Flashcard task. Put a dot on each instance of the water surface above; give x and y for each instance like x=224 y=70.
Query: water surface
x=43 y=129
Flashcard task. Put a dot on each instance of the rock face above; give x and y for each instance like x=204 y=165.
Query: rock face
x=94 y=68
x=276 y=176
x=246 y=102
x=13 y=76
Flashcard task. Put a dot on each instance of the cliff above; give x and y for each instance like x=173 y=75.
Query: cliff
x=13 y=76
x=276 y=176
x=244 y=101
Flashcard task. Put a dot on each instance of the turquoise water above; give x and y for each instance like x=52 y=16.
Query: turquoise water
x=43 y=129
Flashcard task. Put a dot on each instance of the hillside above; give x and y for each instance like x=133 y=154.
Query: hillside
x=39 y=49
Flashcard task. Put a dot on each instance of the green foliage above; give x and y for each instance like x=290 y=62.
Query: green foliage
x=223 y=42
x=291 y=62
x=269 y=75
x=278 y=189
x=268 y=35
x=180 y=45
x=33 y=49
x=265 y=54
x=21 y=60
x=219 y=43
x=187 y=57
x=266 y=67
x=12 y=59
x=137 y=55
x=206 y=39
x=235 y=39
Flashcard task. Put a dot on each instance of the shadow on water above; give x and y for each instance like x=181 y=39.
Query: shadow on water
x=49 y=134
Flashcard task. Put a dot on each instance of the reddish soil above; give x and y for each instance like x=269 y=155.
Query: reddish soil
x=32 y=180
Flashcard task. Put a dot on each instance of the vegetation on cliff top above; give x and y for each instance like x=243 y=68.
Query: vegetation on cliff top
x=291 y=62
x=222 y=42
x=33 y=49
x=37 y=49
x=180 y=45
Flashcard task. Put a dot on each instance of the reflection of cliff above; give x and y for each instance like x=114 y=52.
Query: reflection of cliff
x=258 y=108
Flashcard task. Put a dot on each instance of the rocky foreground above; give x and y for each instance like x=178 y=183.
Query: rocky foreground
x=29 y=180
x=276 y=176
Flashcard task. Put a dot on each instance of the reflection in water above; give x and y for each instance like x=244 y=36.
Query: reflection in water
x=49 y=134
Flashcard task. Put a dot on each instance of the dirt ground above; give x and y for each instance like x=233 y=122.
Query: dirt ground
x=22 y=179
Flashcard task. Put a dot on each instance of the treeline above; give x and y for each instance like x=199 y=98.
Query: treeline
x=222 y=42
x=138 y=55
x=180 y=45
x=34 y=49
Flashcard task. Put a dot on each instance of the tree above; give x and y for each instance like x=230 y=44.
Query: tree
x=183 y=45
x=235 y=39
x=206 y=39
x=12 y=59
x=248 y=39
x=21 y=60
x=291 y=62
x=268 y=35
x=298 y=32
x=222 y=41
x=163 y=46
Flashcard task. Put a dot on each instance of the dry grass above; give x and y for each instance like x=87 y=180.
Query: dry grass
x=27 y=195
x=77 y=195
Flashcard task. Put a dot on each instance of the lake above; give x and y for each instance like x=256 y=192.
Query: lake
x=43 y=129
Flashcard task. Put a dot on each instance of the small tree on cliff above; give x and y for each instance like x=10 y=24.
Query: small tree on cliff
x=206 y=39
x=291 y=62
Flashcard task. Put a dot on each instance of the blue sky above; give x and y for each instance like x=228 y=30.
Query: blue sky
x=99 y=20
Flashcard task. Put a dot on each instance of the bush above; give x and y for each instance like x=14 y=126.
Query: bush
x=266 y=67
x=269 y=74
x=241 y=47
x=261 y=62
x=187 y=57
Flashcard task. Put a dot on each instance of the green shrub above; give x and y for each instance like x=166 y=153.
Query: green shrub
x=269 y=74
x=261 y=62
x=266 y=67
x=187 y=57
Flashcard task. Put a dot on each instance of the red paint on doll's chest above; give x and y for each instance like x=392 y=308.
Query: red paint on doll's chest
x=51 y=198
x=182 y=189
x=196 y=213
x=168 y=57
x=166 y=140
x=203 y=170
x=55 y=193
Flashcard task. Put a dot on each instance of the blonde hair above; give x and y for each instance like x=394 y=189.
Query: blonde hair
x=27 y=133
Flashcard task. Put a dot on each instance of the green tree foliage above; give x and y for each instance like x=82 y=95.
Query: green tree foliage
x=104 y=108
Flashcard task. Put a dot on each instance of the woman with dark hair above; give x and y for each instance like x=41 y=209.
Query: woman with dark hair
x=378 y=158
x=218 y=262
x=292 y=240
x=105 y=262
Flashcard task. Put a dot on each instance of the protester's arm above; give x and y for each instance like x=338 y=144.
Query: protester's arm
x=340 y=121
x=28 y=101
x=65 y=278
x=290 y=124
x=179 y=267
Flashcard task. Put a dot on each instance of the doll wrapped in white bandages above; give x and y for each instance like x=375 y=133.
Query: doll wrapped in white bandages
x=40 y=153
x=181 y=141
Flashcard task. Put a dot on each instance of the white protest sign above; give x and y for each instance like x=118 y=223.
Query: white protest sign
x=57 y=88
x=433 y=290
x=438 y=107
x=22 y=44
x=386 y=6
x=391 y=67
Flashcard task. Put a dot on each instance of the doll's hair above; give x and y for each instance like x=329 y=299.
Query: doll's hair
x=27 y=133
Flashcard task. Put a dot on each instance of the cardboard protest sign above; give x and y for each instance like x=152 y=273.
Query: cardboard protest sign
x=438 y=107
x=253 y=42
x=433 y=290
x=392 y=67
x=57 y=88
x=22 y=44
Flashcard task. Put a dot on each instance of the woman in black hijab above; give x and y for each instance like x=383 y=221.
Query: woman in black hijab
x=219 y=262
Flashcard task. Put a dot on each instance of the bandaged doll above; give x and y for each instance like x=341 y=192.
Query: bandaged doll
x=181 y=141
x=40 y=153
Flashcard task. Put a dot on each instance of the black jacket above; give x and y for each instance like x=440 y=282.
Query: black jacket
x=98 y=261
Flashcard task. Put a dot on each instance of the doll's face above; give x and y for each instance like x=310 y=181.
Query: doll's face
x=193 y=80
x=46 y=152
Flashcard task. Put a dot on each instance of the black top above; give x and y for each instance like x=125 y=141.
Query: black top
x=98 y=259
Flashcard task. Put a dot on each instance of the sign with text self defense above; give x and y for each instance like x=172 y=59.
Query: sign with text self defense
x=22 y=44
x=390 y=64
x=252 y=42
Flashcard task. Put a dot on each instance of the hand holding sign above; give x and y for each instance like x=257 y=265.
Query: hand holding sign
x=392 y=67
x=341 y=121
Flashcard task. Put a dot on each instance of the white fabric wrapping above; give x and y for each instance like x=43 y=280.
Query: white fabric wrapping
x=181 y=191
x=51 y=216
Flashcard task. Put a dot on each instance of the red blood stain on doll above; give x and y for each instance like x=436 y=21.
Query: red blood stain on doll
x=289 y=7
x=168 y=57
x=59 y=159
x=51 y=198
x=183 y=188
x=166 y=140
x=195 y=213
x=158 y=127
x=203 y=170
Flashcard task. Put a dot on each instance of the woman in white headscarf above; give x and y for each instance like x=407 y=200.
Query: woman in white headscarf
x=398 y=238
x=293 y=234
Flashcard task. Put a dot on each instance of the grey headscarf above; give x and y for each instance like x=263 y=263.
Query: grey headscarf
○ ○ ○
> [Set task]:
Copy out all the records above, renaming "Flashcard task" to "Pointing task" wherever it occurs and keeping everything else the same.

> [Solution below]:
Pointing task. Put a dot on each instance of the water surface above; give x and y for each instance like x=224 y=70.
Query: water surface
x=43 y=129
Pointing task. Put a dot on each instance of the rock face above; give x and y for each instance like x=204 y=165.
Query: rock face
x=94 y=68
x=276 y=176
x=246 y=102
x=13 y=76
Pointing task. Put a dot on each instance of the cliff above; give x and y for each instance like x=173 y=75.
Query: cliff
x=13 y=76
x=276 y=176
x=244 y=101
Pointing task. Put a dot on each instance of the turquoise water above; give x and y for each instance like x=52 y=16.
Query: turquoise water
x=43 y=129
Pointing task. Put a dot on each instance of the hillside above; give x and y for each instance like x=133 y=154.
Query: hillside
x=39 y=49
Pointing task. Put a dot on each instance of the green foliage above; give x and y for each instance like x=290 y=62.
Query: green foliage
x=223 y=42
x=291 y=62
x=269 y=75
x=278 y=189
x=268 y=35
x=180 y=45
x=33 y=49
x=265 y=54
x=21 y=60
x=219 y=43
x=187 y=57
x=266 y=67
x=12 y=59
x=137 y=55
x=206 y=39
x=235 y=39
Pointing task. Put a dot on each instance of the shadow on water above; give x and y for each instance like x=181 y=39.
Query: shadow on water
x=49 y=134
Pointing task. Put a dot on each instance of the reddish soil above; give x and y for each instance like x=269 y=155.
Query: reddish soil
x=32 y=180
Pointing task. Put a dot on each instance of the vegetation on cliff top above; give x and y for each instance like x=243 y=68.
Query: vegetation on cliff top
x=291 y=62
x=222 y=42
x=33 y=49
x=37 y=49
x=180 y=45
Pointing task. Put a dot on each instance of the reflection of cliff above; give x and y for each instance like x=114 y=52.
Query: reflection of cliff
x=258 y=108
Pointing task. Put a dot on each instance of the rocky foreground above; give x and y for each instance like x=178 y=183.
Query: rocky foreground
x=29 y=180
x=276 y=176
Pointing task. Put a dot on each instance of the reflection in water above; give x and y for each instance like x=244 y=36.
Query: reflection in water
x=49 y=134
Pointing task. Put a dot on each instance of the dirt ground above; give x and y for each instance like x=233 y=122.
Query: dirt ground
x=22 y=179
Pointing task. Put a dot on each instance of the treeline above; give x and y for each instance like x=199 y=98.
Query: treeline
x=222 y=42
x=138 y=55
x=180 y=45
x=34 y=49
Pointing task. Put a dot on each instance of the tree above; give x and y for each instance like x=230 y=44.
Query: tree
x=183 y=45
x=235 y=39
x=206 y=39
x=12 y=59
x=248 y=39
x=21 y=60
x=291 y=62
x=268 y=35
x=298 y=32
x=222 y=41
x=163 y=46
Pointing task. Put a dot on each instance of the dry grass above; give x and y for each instance like x=87 y=180.
Query: dry grass
x=27 y=195
x=77 y=195
Pointing task. Put a dot on each instance of the lake above; give x and y for each instance like x=256 y=192.
Query: lake
x=43 y=129
Pointing task. Put a dot on each instance of the small tree on cliff above; give x and y for each instance like x=10 y=24.
Query: small tree on cliff
x=206 y=39
x=291 y=62
Pointing task. Put a dot on each instance of the blue sky above; give x and y for each instance like x=228 y=30.
Query: blue sky
x=99 y=20
Pointing task. Put a dot on each instance of the bush above; give x and y for each instance like x=14 y=126.
Query: bush
x=266 y=67
x=269 y=74
x=241 y=47
x=261 y=62
x=187 y=57
Pointing task. Put a dot on each instance of the green shrub above; give x and y for each instance like x=166 y=153.
Query: green shrub
x=269 y=74
x=261 y=62
x=266 y=67
x=187 y=57
Pointing task. Put a dot on each instance of the red paint on doll's chest above; give x and y for each instance like x=392 y=308.
Query: red paint on doll's chest
x=51 y=198
x=182 y=189
x=196 y=213
x=168 y=57
x=166 y=140
x=203 y=170
x=55 y=193
Pointing task. Put a dot on each instance of the blonde hair above; give x and y for each instance like x=394 y=189.
Query: blonde hair
x=27 y=133
Pointing task. Put a dot on each instance of the green tree foliage above; give x and y for each instance like x=82 y=95.
Query: green tree foliage
x=104 y=108
Pointing task. Put a dot on each instance of the woman with dark hair above; give x and y for each instance like x=41 y=209.
Query: woman with dark hair
x=378 y=158
x=218 y=262
x=292 y=240
x=105 y=262
Pointing task. Put a dot on each instance of the protester's arm above; give x and y for each instance like x=338 y=144.
Query: protester's arm
x=340 y=121
x=28 y=101
x=65 y=278
x=290 y=124
x=179 y=267
Pointing task. Put a dot on each instance of the doll wrapped in white bandages above; give x and y for each instance like x=375 y=133.
Query: doll wrapped in white bandages
x=40 y=153
x=181 y=141
Pointing task. Put a dot on each instance of the white protest sign above; give x and y for each instance like x=118 y=223.
Query: white protest sign
x=57 y=88
x=433 y=290
x=438 y=107
x=22 y=44
x=386 y=6
x=391 y=67
Pointing task. Put a dot on each instance of the doll's hair above; give x and y for each instance like x=329 y=299.
Query: doll's hair
x=27 y=133
Pointing task. Put a dot on each instance of the cardboard protest sign above; give x and y for each instance like x=152 y=273.
Query: cardboard protest sign
x=438 y=107
x=253 y=42
x=433 y=290
x=392 y=67
x=57 y=88
x=22 y=44
Pointing task. Put a dot on each instance of the woman in black hijab above; give x and y for each instance like x=383 y=221.
Query: woman in black hijab
x=219 y=262
Pointing task. Put a dot on each instance of the bandaged doll above; give x and y for each instance like x=341 y=192.
Query: bandaged doll
x=181 y=141
x=40 y=153
Pointing task. Put a dot on each instance of the black jacket above; give x and y for each instance like x=440 y=282.
Query: black jacket
x=98 y=261
Pointing task. Put a dot on each instance of the doll's face above; give x and y for each instance like x=310 y=181.
Query: doll's face
x=193 y=80
x=46 y=152
Pointing task. Put a dot on each instance of the black top above; give x and y for each instance like x=125 y=141.
Query: black top
x=98 y=259
Pointing task. Put a dot on each instance of the sign with text self defense above; give x and y for each instance like x=172 y=59.
Query: sign with text self defense
x=22 y=44
x=390 y=64
x=252 y=42
Pointing task. Put a dot on each instance of the hand holding sign above; give x and y for each instance like x=257 y=265.
Query: hand holding sign
x=392 y=67
x=341 y=121
Pointing task. Put a dot on each instance of the white fabric wrapping above; give x and y for each instance like x=43 y=280.
Query: white fabric wrapping
x=181 y=191
x=51 y=216
Pointing task. Put a dot on each instance of the red blood stain on doll above; give x and y for each instance like x=436 y=21.
Query: red blood stain on doll
x=289 y=7
x=168 y=57
x=59 y=159
x=51 y=198
x=183 y=188
x=166 y=140
x=195 y=213
x=158 y=127
x=203 y=170
Pointing task. Put a dot on each instance of the woman in white headscarf above; give x and y for each instance like x=407 y=200.
Query: woman in white headscarf
x=398 y=238
x=293 y=234
Pointing task. Put a dot on each instance of the grey headscarf above; give x and y for each instance like x=263 y=263.
Query: grey headscarf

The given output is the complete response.